───── RECORDED DATA

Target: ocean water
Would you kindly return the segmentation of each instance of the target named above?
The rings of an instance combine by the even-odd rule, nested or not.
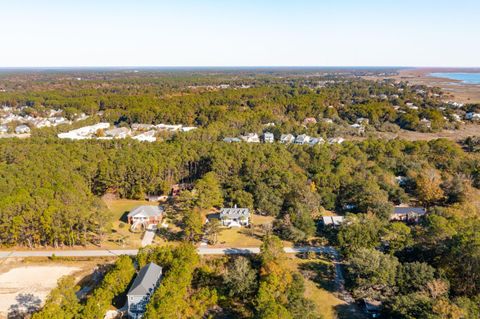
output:
[[[465,84],[480,84],[480,73],[431,73],[437,78],[446,78],[462,81]]]

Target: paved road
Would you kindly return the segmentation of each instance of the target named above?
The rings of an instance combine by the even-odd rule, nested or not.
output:
[[[296,254],[307,251],[324,252],[332,254],[335,249],[332,247],[285,247],[288,254]],[[240,254],[258,254],[259,247],[242,247],[242,248],[209,248],[200,247],[198,253],[200,255],[240,255]],[[18,258],[18,257],[110,257],[120,255],[136,255],[138,249],[99,249],[99,250],[27,250],[27,251],[0,251],[0,259]]]

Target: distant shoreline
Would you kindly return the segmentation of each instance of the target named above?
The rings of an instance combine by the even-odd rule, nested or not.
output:
[[[411,68],[399,70],[397,76],[388,77],[396,81],[440,87],[449,93],[446,99],[459,103],[480,103],[480,84],[464,83],[446,77],[435,77],[432,73],[480,73],[480,68]]]

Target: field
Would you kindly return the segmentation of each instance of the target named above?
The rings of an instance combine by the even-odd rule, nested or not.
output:
[[[126,220],[126,213],[140,205],[154,205],[144,200],[105,199],[105,204],[113,214],[112,233],[103,244],[108,248],[139,248],[142,233],[132,233]]]
[[[258,247],[262,244],[264,230],[262,225],[271,225],[274,218],[271,216],[251,216],[251,228],[224,228],[218,236],[215,247]],[[268,226],[267,226],[268,227]],[[291,243],[284,243],[291,246]]]
[[[13,260],[0,263],[0,319],[15,318],[40,307],[57,280],[74,275],[84,281],[89,274],[106,260]]]
[[[392,77],[397,81],[408,81],[412,84],[421,84],[427,86],[436,86],[442,88],[445,92],[448,92],[451,96],[450,99],[461,103],[480,103],[480,86],[479,85],[467,85],[460,83],[460,81],[437,78],[430,76],[433,72],[465,72],[462,69],[411,69],[402,70],[399,75]],[[472,71],[475,71],[472,69]],[[477,70],[478,71],[478,70]]]
[[[334,265],[325,258],[300,259],[289,257],[287,265],[305,278],[305,296],[312,300],[324,319],[364,319],[355,305],[347,304],[335,294]]]

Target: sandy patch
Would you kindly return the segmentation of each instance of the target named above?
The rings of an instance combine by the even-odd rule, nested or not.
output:
[[[78,267],[49,265],[22,266],[0,274],[0,318],[14,311],[38,308],[57,280],[79,271]]]
[[[480,85],[465,84],[461,81],[438,78],[430,75],[435,72],[480,72],[480,69],[419,68],[401,70],[399,75],[390,78],[397,81],[408,81],[413,84],[440,87],[444,92],[449,93],[449,96],[446,96],[445,100],[461,103],[480,103]]]

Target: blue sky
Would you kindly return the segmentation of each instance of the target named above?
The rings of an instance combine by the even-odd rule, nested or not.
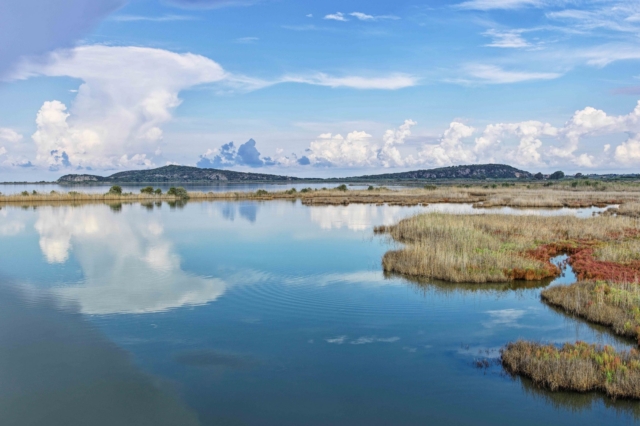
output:
[[[637,2],[50,3],[0,5],[0,180],[640,165]]]

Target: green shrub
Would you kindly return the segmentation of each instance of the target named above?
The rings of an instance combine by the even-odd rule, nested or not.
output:
[[[189,198],[189,193],[187,192],[186,189],[184,189],[183,187],[179,186],[179,187],[174,187],[172,186],[171,188],[169,188],[169,190],[167,191],[167,195],[173,195],[177,198],[180,198],[182,200],[186,200]]]
[[[122,187],[120,185],[113,185],[109,188],[109,195],[122,195]]]
[[[549,176],[549,179],[558,180],[558,179],[562,179],[563,177],[564,177],[564,172],[558,170],[557,172],[551,173],[551,176]]]

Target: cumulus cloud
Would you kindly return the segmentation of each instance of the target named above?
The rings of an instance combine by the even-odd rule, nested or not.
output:
[[[13,129],[0,127],[0,141],[17,143],[22,140],[22,135]]]
[[[220,279],[185,272],[162,224],[149,222],[141,212],[125,218],[104,208],[42,209],[35,229],[47,262],[63,263],[74,255],[84,274],[82,284],[52,292],[86,314],[141,314],[203,305],[228,286]]]
[[[482,135],[475,140],[474,151],[479,159],[484,161],[498,161],[495,154],[501,153],[502,158],[518,165],[540,165],[542,154],[541,137],[555,137],[558,129],[548,123],[540,121],[523,121],[520,123],[489,124]],[[499,145],[504,138],[515,137],[519,144],[515,149]]]
[[[349,14],[350,16],[353,16],[354,18],[360,20],[360,21],[380,21],[383,19],[400,19],[397,16],[394,15],[367,15],[366,13],[362,13],[362,12],[351,12]]]
[[[472,163],[475,155],[463,145],[462,140],[470,137],[474,131],[473,127],[454,121],[445,130],[438,144],[424,145],[418,154],[418,161],[410,162],[437,166]]]
[[[311,142],[305,157],[316,166],[340,167],[394,167],[404,165],[397,149],[411,135],[411,127],[416,122],[406,120],[395,130],[387,130],[382,143],[373,140],[364,131],[340,134],[323,133]]]
[[[565,143],[559,147],[552,147],[551,154],[560,158],[571,159],[574,157],[576,150],[578,150],[583,137],[625,132],[630,134],[640,132],[640,102],[636,104],[636,107],[629,114],[620,116],[611,116],[602,110],[586,107],[576,111],[571,119],[565,123],[560,131]],[[633,138],[628,142],[633,142]],[[631,143],[627,147],[631,149],[632,146],[633,144]],[[620,152],[625,149],[627,148],[622,148]],[[616,152],[618,152],[617,148]],[[586,162],[586,160],[583,157],[581,161]],[[633,160],[630,159],[629,161]]]
[[[37,114],[36,163],[51,170],[152,165],[178,93],[225,78],[222,67],[203,56],[95,45],[56,51],[45,64],[25,62],[14,78],[32,75],[83,81],[70,110],[50,101]]]
[[[414,77],[405,74],[332,77],[317,73],[264,81],[227,73],[213,60],[191,53],[101,45],[57,50],[44,60],[23,60],[11,78],[39,75],[82,80],[71,105],[47,101],[36,116],[37,131],[32,136],[37,148],[35,163],[53,171],[154,166],[154,161],[162,160],[156,154],[160,152],[162,126],[181,103],[179,93],[199,84],[241,90],[286,82],[385,90],[416,84]],[[0,140],[15,141],[18,137],[9,129],[0,131]],[[255,143],[238,149],[245,165],[269,164],[266,158],[262,163],[256,160]],[[308,161],[298,160],[300,164]]]
[[[640,135],[635,134],[616,147],[616,161],[625,164],[640,164]]]
[[[270,157],[262,157],[256,148],[256,141],[249,139],[237,149],[233,142],[215,150],[208,150],[200,156],[197,166],[203,169],[221,169],[233,166],[263,167],[276,162]]]
[[[531,46],[525,39],[522,38],[521,30],[487,30],[482,35],[491,37],[493,41],[489,44],[485,44],[488,47],[501,47],[501,48],[522,48]]]
[[[280,83],[306,83],[332,88],[348,87],[352,89],[397,90],[418,84],[418,79],[408,74],[391,74],[384,77],[344,76],[335,77],[324,73],[307,76],[289,75],[279,80]]]
[[[345,18],[344,13],[342,12],[336,12],[336,13],[331,13],[329,15],[326,15],[324,17],[324,19],[328,19],[331,21],[341,21],[341,22],[347,22],[348,19]]]

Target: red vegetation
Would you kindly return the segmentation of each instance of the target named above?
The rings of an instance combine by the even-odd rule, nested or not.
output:
[[[638,230],[625,231],[625,237],[637,237]],[[568,241],[544,244],[527,252],[527,256],[548,264],[548,276],[559,273],[558,268],[549,261],[560,254],[569,255],[569,264],[573,267],[578,280],[603,280],[610,282],[638,282],[640,279],[640,262],[622,265],[615,262],[597,260],[593,256],[595,241]],[[556,271],[555,274],[552,271]],[[518,279],[517,277],[514,277]],[[528,278],[519,278],[528,279]]]

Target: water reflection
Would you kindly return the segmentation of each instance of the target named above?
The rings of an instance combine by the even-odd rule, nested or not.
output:
[[[198,425],[126,352],[54,300],[0,286],[0,424]]]
[[[591,217],[606,208],[589,207],[582,209],[518,209],[497,207],[490,209],[474,208],[471,204],[439,203],[427,206],[376,206],[373,204],[350,204],[348,206],[310,206],[309,214],[314,223],[322,229],[346,228],[352,231],[363,231],[374,225],[393,225],[399,220],[418,213],[448,214],[510,214],[533,216],[575,215]]]
[[[581,411],[592,411],[595,406],[604,406],[614,410],[617,414],[631,415],[636,420],[640,419],[640,404],[636,401],[614,401],[598,392],[550,392],[536,386],[530,379],[525,377],[516,376],[513,377],[513,379],[522,385],[525,394],[553,406],[556,410],[566,410],[577,413]]]
[[[236,216],[255,223],[258,217],[258,209],[260,204],[255,201],[224,201],[216,202],[214,206],[220,210],[222,217],[233,222]]]
[[[350,204],[348,206],[309,207],[311,221],[321,229],[346,228],[363,231],[375,225],[393,225],[407,216],[426,212],[426,207],[376,206]]]
[[[103,206],[38,209],[35,229],[49,263],[73,253],[82,282],[52,290],[86,314],[158,312],[216,300],[227,287],[181,269],[180,257],[157,218],[113,214]],[[140,214],[141,213],[141,214]]]

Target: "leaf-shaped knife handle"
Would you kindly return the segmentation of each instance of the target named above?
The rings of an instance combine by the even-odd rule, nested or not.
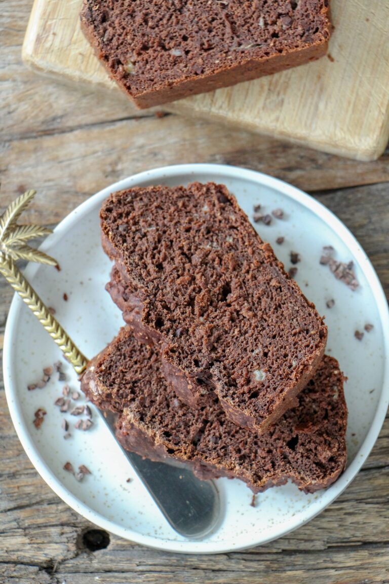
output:
[[[48,235],[51,230],[40,225],[17,224],[35,193],[29,190],[18,197],[0,217],[0,273],[21,297],[79,375],[86,369],[88,360],[15,263],[17,259],[24,259],[57,265],[52,258],[27,244],[30,239]],[[108,412],[105,416],[100,412],[99,414],[116,440],[113,415]],[[215,527],[219,517],[220,502],[212,481],[200,481],[188,469],[153,463],[122,448],[122,450],[176,531],[184,537],[195,538],[206,535]]]

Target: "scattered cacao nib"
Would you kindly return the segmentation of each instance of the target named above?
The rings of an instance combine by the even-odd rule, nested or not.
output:
[[[59,408],[60,412],[67,412],[70,405],[70,399],[66,399]]]
[[[272,215],[276,219],[282,219],[283,218],[283,211],[282,209],[274,209],[272,211]]]
[[[70,412],[71,416],[80,416],[82,413],[84,413],[84,406],[83,405],[78,405]]]
[[[301,262],[300,254],[297,253],[297,252],[290,252],[290,262],[293,264],[296,264],[299,262]]]
[[[354,262],[337,262],[332,257],[335,249],[332,245],[325,245],[323,248],[323,255],[320,258],[322,265],[328,265],[337,280],[340,280],[352,290],[355,290],[359,286],[354,272]]]
[[[92,420],[83,420],[82,422],[82,430],[84,431],[89,430],[93,425],[93,422]]]
[[[43,409],[43,408],[38,408],[34,414],[35,419],[33,422],[36,428],[40,428],[41,427],[43,423],[44,416],[46,415],[47,413],[45,409]]]
[[[93,422],[92,420],[78,420],[74,425],[74,427],[76,430],[82,430],[83,432],[86,432],[93,425]]]
[[[88,418],[92,418],[92,410],[89,405],[84,406],[84,413],[86,416],[87,416]]]
[[[340,280],[344,282],[352,290],[356,290],[359,286],[359,283],[356,279],[353,270],[353,264],[352,262],[346,264],[342,262],[337,262],[336,260],[331,259],[329,265],[330,269],[337,280]]]
[[[74,468],[71,463],[65,463],[64,465],[64,470],[67,472],[71,472],[72,474],[74,474]]]
[[[83,472],[84,474],[92,474],[89,469],[85,464],[80,464],[78,470],[80,472]]]

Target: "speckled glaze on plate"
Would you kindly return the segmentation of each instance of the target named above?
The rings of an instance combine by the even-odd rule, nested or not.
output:
[[[297,252],[296,279],[303,291],[326,316],[327,352],[339,361],[348,377],[346,398],[349,411],[348,463],[346,471],[327,491],[313,495],[293,485],[271,489],[257,496],[237,480],[219,479],[223,516],[216,531],[201,540],[189,541],[167,524],[120,449],[95,416],[88,432],[74,429],[77,418],[61,413],[54,405],[63,382],[52,376],[43,390],[28,391],[40,379],[42,369],[61,355],[41,325],[19,297],[12,301],[4,340],[3,371],[12,420],[20,441],[38,472],[66,503],[87,519],[117,535],[159,549],[186,553],[215,553],[239,550],[285,535],[311,519],[337,497],[366,460],[379,434],[389,401],[389,315],[378,277],[366,254],[350,232],[330,211],[297,189],[257,172],[216,165],[185,165],[156,169],[113,185],[91,197],[57,227],[42,246],[59,262],[61,272],[30,265],[26,274],[80,349],[92,357],[108,343],[122,325],[121,314],[104,290],[110,263],[100,244],[99,211],[115,190],[135,186],[186,184],[193,180],[223,183],[252,218],[253,206],[264,213],[276,208],[282,220],[255,227],[274,247],[286,269],[290,251]],[[276,239],[283,237],[282,245]],[[331,245],[335,257],[352,260],[360,287],[352,291],[337,280],[327,266],[319,264],[321,249]],[[68,300],[64,300],[64,294]],[[335,305],[326,307],[333,299]],[[374,325],[362,340],[354,336],[367,323]],[[64,363],[67,383],[79,383]],[[82,402],[82,399],[81,399]],[[77,402],[77,403],[79,403]],[[76,402],[74,402],[74,405]],[[34,412],[47,414],[39,429]],[[71,437],[65,440],[61,423],[69,423]],[[78,482],[63,470],[86,464],[92,472]],[[127,482],[127,479],[132,480]]]

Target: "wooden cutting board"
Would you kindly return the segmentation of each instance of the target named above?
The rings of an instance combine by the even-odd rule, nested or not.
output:
[[[120,90],[80,30],[81,3],[34,0],[23,58],[62,81],[110,91],[114,103]],[[332,0],[331,9],[335,30],[326,57],[163,109],[324,152],[377,158],[389,139],[389,1]]]

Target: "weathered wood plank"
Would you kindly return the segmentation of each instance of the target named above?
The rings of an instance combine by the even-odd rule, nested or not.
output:
[[[241,165],[317,192],[350,228],[389,292],[389,151],[362,164],[199,120],[134,119],[122,105],[36,77],[20,46],[31,0],[5,0],[0,22],[0,207],[18,190],[38,195],[26,220],[55,224],[118,178],[162,164]],[[0,280],[0,349],[12,293]],[[148,550],[111,536],[105,550],[81,544],[93,526],[45,485],[13,430],[0,384],[0,582],[10,584],[278,584],[389,582],[389,418],[349,488],[309,524],[263,547],[218,556]]]

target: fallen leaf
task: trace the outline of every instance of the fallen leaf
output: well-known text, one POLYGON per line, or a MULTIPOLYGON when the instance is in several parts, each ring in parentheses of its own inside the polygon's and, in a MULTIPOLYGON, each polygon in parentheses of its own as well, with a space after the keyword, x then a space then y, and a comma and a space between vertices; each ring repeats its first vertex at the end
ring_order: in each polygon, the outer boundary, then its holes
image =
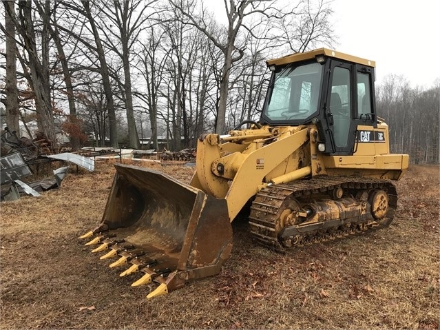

──────────

▶ DIRECTIVE
Beginning with the line containing "target: fallen leaf" and ending with the last line of the material, output each line exactly; do not include pictures.

▶ THE RESULT
target: fallen leaf
task: trace the outline of every instance of the fallen leaf
output: well-known text, one POLYGON per line, or a MULTIPOLYGON when the instance is in several parts, each ring in parentheses of its own inside the polygon's and, in a MULTIPOLYGON, each polygon in parentheses of its own as well, with a space after the keyword, x then a space then y, and a comma and a space between vertices; each ring repeats its first vertex at the end
ring_order: in each polygon, the outer boundary, then its holes
image =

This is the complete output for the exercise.